Thanks. How many electrical outlets does the roomettes have? I have an iphone so I guess that would work.


----------



## fredevad (May 23, 2010)

Jack Boudreaux said:


> How many electrical outlets does the roomettes have? I have an iphone so I guess that would work.


With the iPhone, you'll be able to get online with your iPhone only. Currently, AT&T doesn't allow connecting your iPhone to a laptop to get your laptop online (called "tethering"). ...but of course you can get AT&T's USB mobile network card for a "nominal fee"...

As for outlets, I believe there are 2 of them, one on each side. But I've heard sometimes they don't work, so you might want to bring along a power strip.


----------



## Shanghai (May 23, 2010)

I just took the Crescent from NYP to ATL arriving today.

There are two 110 electrical outlets in a roomette.

The food was good. I had dinner and breakfast.

The onboard service was very good in both the sleeper and diner.

I hope your family has an enjoyable trip.


----------



## Guest (May 23, 2010)

fredevad said:


> Jack Boudreaux said:
> 
> 
> > How many electrical outlets does the roomettes have? I have an iphone so I guess that would work.
> ...


or you could just jailbreak. better than paying a "named fee"


----------



## Jack Boudreaux (May 23, 2010)

Shanghai said:


> I just took the Crescent from NYP to ATL arriving today.There are two 110 electrical outlets in a roomette.
> 
> The food was good. I had dinner and breakfast.

*PROBLEM REQUIREMENTS*
Write out, word for word, the stretch of the roomette outlets thread from "or you could" through "today.There are two 110 electrical outlets in a roomette.".

*RECORD LIST*
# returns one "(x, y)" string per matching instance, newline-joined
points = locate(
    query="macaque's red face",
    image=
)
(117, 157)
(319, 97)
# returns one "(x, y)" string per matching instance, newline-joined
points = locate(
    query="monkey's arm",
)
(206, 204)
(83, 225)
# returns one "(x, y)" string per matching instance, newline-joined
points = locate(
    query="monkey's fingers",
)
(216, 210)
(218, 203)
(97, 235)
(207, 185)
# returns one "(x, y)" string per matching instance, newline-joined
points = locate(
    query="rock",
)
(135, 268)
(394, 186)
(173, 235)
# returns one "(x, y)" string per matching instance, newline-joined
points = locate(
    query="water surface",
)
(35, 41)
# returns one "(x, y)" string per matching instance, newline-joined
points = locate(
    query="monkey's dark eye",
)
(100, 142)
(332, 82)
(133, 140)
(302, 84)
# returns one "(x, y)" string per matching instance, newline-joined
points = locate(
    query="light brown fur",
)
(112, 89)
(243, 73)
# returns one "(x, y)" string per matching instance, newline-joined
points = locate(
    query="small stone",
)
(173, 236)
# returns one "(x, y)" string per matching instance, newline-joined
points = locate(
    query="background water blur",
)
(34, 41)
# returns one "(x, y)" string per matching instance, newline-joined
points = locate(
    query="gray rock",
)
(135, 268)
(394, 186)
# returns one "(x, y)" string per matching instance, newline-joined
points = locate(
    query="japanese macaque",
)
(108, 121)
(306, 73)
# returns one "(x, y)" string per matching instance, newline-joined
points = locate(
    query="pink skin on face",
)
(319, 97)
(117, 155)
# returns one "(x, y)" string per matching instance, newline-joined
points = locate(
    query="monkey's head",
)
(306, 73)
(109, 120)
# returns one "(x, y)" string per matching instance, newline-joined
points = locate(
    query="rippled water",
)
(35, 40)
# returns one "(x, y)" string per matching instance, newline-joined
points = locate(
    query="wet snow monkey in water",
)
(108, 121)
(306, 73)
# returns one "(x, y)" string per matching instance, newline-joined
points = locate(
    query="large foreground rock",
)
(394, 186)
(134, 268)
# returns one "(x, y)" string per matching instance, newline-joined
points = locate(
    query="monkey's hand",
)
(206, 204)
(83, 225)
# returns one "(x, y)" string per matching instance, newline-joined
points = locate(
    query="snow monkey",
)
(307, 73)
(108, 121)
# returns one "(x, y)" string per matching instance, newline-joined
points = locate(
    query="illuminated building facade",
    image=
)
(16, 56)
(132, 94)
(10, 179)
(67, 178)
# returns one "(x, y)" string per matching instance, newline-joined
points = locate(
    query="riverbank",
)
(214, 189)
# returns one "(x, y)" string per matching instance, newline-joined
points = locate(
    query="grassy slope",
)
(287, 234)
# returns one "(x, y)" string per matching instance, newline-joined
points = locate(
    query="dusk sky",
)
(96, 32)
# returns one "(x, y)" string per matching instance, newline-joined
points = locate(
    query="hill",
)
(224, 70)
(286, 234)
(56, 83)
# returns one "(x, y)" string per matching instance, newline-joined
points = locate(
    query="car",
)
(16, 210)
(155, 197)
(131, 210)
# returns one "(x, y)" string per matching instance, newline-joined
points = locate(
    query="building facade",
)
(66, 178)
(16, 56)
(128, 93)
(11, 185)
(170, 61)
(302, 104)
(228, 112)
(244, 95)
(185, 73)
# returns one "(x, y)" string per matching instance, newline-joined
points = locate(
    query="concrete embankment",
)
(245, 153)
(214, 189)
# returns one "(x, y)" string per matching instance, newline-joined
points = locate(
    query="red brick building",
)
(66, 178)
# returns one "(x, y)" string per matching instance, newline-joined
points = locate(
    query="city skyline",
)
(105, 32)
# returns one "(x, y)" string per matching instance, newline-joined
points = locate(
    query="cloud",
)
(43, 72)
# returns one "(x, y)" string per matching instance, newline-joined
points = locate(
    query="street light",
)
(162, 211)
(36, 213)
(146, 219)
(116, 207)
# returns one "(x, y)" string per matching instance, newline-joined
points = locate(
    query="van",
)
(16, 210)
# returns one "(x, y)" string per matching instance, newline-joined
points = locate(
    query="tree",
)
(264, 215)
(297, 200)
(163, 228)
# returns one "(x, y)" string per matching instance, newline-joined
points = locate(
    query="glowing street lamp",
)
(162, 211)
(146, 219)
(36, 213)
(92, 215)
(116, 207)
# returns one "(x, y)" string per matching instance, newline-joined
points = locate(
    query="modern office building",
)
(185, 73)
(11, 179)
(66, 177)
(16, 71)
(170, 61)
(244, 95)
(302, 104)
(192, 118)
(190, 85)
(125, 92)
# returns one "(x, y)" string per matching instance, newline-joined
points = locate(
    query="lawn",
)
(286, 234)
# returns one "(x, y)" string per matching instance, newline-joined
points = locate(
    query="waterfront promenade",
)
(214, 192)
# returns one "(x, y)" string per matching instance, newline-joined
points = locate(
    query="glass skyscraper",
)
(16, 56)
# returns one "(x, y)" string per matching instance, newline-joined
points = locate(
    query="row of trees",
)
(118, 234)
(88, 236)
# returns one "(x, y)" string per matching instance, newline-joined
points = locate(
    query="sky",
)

*ANSWER TO THE TASK*
or you could just jailbreak. better than paying a "named fee"


----------



## Jack Boudreaux (May 23, 2010)

Shanghai said:


> I just took the Crescent from NYP to ATL arriving today.There are two 110 electrical outlets in a roomette.